Write out, exactly as they appear, only the lines running from the line with "of the rippled" to the final line of the listing; include both.
___ SUPPLIED DATA
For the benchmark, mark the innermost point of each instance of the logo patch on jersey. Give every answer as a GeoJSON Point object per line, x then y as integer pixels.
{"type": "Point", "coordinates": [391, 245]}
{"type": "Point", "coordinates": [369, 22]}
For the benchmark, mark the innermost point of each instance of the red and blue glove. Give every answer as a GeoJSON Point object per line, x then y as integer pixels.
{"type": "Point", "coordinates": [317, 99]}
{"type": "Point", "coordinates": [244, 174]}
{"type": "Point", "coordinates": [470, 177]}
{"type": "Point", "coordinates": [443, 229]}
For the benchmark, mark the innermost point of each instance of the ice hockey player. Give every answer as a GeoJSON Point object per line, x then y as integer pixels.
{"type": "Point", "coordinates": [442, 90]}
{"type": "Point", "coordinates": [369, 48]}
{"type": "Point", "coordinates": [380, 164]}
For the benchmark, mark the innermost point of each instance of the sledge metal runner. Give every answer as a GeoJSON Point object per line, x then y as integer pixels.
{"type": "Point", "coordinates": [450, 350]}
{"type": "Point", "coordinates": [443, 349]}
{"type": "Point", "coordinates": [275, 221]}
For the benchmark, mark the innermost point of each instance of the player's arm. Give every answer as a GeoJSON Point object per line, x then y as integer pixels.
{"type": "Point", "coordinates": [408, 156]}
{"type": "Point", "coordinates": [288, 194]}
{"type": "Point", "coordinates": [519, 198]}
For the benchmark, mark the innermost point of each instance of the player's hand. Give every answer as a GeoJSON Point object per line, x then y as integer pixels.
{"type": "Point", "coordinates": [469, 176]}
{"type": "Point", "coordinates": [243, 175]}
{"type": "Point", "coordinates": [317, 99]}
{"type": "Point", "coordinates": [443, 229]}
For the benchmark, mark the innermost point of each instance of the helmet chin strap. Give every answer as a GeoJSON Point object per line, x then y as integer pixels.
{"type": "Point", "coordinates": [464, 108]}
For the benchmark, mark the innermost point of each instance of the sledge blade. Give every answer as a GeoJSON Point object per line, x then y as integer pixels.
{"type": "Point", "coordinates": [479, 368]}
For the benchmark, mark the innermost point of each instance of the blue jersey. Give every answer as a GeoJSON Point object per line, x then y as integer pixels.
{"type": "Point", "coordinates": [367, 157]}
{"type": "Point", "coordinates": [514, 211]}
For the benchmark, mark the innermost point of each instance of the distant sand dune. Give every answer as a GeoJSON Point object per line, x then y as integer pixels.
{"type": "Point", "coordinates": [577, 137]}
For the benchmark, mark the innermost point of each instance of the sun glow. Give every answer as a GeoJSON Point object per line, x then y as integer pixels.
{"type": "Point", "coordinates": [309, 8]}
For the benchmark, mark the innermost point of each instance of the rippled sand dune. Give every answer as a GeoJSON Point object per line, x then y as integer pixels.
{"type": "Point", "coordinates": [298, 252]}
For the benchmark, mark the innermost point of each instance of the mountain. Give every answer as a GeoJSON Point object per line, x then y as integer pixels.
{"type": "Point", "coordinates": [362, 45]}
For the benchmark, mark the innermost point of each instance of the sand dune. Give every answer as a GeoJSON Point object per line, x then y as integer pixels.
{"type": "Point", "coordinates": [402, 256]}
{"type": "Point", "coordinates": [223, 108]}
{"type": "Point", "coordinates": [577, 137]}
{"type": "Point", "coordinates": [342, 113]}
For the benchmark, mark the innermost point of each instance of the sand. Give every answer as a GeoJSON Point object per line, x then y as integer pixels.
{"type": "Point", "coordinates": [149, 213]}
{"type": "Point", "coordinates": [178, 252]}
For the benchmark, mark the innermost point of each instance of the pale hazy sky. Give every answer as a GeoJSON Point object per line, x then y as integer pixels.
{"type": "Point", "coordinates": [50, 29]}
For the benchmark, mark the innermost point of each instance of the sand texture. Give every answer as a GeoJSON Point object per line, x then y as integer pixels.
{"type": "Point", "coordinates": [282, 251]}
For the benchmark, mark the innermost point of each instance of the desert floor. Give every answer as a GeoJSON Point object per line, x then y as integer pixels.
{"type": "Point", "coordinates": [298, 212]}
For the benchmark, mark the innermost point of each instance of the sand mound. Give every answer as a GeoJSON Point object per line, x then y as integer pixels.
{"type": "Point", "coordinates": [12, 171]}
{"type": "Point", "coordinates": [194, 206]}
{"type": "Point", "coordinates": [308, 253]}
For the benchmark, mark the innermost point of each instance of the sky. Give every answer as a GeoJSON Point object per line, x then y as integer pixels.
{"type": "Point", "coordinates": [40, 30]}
______
• TASK ANSWER
For the benchmark, mark the innermost point of each instance of the rippled sand dune. Give every answer as a GeoJSON Point object per line, x then y as integer pixels.
{"type": "Point", "coordinates": [298, 252]}
For the benchmark, mark the innermost point of each instance of the mountain. Give every answer as a GeoJSON Point object per line, x then y as integer pixels.
{"type": "Point", "coordinates": [362, 45]}
For the benchmark, mark the innermost point of each instance of the sand dune. Give every answer as a GeoJSON Point object per line, x then y as integer pixels.
{"type": "Point", "coordinates": [402, 256]}
{"type": "Point", "coordinates": [223, 108]}
{"type": "Point", "coordinates": [577, 137]}
{"type": "Point", "coordinates": [342, 113]}
For the benchmark, mark the innermost point of each instance of the sand. Give every answer as a GeoJSON Point object per line, x then y as integer pixels.
{"type": "Point", "coordinates": [149, 213]}
{"type": "Point", "coordinates": [178, 252]}
For the benchmark, mark the innermost point of each instance of the pale hazy sky. Give every answer as a GeoJSON Point object per line, x then y as integer pixels.
{"type": "Point", "coordinates": [50, 29]}
For the benchmark, mark the innermost point of each instance of the sand texture. Give every answer as a GeoJSON Point object per line, x then y as integer pixels.
{"type": "Point", "coordinates": [282, 251]}
For the benchmark, mark the innermost point of each instance of the desert floor. Give every answer as a GeoJSON Point object per line, x then y as integer pixels.
{"type": "Point", "coordinates": [298, 212]}
For the benchmark, mark the innermost point of each instance of the sand mound. Give every answer as a GeoJSON Point object per line, x then y as integer pixels.
{"type": "Point", "coordinates": [12, 171]}
{"type": "Point", "coordinates": [194, 206]}
{"type": "Point", "coordinates": [308, 253]}
For the benchmark, mark the innermost point of each instance of the sky. Give every answer as a GeoJSON Point object per line, x then y as integer pixels.
{"type": "Point", "coordinates": [40, 30]}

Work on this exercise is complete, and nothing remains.